Shir Lerman is post-doctoral fellow in Prevention and Control of
Cancer Training in Implementation Science (PRACCTIS) at the
University of Massachusetts Medical School.
Merrill Singer is professor in the Departments of Anthropology and
Community Medicine at the University of Connecticut and senior
research scientist at the University of Connecticut's Institute for
Collaboration on Health, Intervention, and Policy (InCHIP).
This book unpacks how stigma—of abortion, menstruation,
incarceration, immigration, and poverty—cannot be detached from
structural vulnerabilities. Social-biological,
social-psychological, and biological-psychological interactions
exemplify how social experiences cannot be detached from syndemic
theory. In these cases, it is the social experience of exclusion
through stigmatization that systematically fuels isolation,
ostracization, and subjugation from which poor health
stems.
*Emily Mendenhall, Georgetown University*
Stigma Syndemics is a serious and long-overdue examination into one
of the most pernicious drivers of widespread affliction. The
contributors to this rare collection reveal how stigma in its many
forms sits at the center of numerous seemingly intractable
challenges. They also issue a clear mandate to overcome the
pervasive threat of stigma in its widest sense.

◆ Work instruction 1
In the Stigma Syndemics excerpt, at which institution is Shir Lerman a post-doctoral fellow?
◆ Work instruction 2
Please list every kind of stigma that the Stigma Syndemics excerpt names.
◆ Work instruction 3
Carry on with the Stigma Syndemics excerpt, starting right after its last sentence.

◆ Data shown

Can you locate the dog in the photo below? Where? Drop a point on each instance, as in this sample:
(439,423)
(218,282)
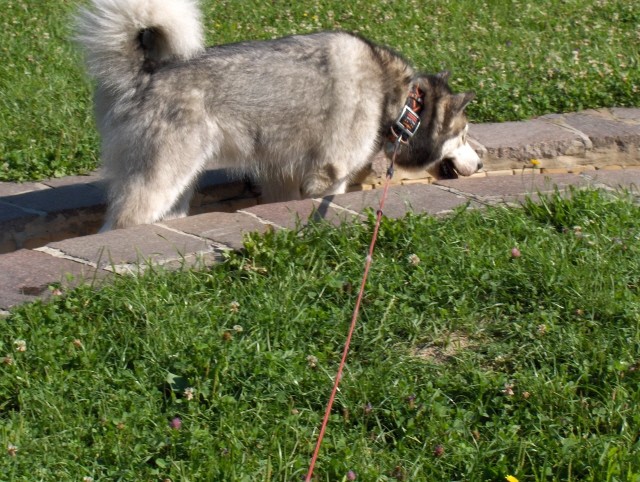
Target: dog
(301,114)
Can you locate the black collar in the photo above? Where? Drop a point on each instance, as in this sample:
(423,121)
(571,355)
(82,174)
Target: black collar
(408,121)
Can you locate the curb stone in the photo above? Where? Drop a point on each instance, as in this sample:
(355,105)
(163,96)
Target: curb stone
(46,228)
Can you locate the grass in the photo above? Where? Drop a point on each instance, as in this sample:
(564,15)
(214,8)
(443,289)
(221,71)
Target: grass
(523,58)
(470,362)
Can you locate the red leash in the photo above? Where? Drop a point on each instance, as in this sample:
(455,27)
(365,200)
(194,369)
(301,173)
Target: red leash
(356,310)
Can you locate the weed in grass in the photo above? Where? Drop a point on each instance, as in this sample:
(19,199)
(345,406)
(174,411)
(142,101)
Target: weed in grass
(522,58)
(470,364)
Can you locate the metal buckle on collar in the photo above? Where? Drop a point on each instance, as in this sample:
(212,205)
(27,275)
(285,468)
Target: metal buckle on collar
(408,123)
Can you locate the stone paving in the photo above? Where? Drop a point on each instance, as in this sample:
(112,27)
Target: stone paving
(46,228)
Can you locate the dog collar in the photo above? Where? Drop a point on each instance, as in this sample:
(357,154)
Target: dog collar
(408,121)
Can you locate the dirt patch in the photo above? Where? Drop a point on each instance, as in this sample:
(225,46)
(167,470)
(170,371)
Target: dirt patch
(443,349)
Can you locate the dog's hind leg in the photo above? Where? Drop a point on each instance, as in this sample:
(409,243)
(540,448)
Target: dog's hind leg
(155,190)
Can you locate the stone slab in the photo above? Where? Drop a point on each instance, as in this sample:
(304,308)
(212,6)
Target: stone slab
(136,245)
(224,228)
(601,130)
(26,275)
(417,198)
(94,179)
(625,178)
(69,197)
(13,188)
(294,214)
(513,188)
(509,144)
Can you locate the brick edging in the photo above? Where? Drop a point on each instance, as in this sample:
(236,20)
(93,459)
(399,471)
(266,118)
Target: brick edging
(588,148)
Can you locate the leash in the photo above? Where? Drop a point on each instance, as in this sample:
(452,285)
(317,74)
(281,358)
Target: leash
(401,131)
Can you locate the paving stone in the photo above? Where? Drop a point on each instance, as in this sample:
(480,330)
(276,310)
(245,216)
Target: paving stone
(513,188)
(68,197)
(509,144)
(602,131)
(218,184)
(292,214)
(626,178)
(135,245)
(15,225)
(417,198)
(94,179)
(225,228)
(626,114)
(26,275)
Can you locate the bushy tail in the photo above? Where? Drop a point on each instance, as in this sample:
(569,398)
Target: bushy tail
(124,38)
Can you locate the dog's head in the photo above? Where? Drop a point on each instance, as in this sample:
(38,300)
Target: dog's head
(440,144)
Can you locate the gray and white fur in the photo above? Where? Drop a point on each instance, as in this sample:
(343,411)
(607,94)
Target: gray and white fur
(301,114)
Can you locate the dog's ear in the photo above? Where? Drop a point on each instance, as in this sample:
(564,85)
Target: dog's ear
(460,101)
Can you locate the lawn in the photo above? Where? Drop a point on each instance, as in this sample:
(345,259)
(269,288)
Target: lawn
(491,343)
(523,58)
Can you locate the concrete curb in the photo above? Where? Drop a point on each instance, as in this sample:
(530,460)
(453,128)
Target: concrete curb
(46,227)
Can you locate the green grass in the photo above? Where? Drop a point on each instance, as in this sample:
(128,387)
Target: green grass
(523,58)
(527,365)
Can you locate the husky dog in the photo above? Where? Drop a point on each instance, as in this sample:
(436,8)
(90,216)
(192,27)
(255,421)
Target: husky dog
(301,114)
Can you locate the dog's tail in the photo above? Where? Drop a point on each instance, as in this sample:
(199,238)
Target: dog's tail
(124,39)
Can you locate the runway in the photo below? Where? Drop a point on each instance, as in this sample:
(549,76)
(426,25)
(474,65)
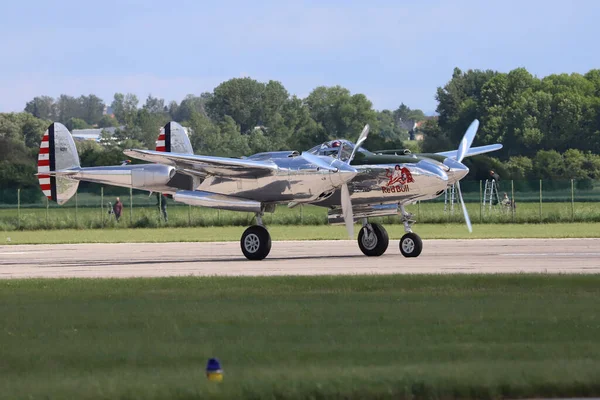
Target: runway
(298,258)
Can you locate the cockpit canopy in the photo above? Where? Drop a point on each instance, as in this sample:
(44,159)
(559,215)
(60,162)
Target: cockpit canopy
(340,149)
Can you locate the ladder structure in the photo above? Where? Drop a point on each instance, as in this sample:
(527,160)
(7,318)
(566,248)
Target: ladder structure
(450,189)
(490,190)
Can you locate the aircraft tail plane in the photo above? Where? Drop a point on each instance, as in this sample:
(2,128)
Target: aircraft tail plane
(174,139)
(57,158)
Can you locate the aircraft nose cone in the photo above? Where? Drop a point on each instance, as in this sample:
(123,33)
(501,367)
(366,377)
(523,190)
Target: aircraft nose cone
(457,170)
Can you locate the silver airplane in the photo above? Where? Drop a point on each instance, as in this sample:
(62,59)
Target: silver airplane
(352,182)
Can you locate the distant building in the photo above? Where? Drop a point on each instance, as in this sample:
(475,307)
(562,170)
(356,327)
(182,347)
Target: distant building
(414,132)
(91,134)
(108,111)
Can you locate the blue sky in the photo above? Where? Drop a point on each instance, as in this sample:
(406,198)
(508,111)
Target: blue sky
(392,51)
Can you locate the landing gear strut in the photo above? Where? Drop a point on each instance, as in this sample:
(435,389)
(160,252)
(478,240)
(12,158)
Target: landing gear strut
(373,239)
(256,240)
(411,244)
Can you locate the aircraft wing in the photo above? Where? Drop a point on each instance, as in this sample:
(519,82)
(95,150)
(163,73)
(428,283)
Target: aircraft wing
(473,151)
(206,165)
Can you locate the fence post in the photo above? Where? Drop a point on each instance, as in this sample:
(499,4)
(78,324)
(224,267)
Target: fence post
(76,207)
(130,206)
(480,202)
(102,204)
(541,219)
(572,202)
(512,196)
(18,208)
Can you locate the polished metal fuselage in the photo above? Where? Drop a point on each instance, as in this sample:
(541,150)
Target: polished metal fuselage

◆ Task response 1
The University of Massachusetts Medical School.

◆ Task response 2
Abortion, menstruation, incarceration, immigration, and poverty.

◆ Task response 3
*Bobby Milstein, ReThink Health and Massachusetts Institute of
Technology*
This book reminds us of the power of stigma and its role as a cog
in syndemic interactions. Stigma serves to create and reinforce
‘the other.’ The crucial role of othering in exposing people to
risk, affecting their ability to disclose, limiting their access to
care, changing the nature of their care, and creating life long
suffering is well explored in this book through a series of case
studies. In this volume, authors demonstrate that conditions
we might consider as normal, e.g. pregnancy, or minor, such as
dental disease, are shown to be caught up in vicious cycles of
disease, blame and suffering. This book is a salutary reminder to
pay attention to trajectories of blame and that a focus on
syndemics allows for tracing the precise pathways of stigma and its
effects.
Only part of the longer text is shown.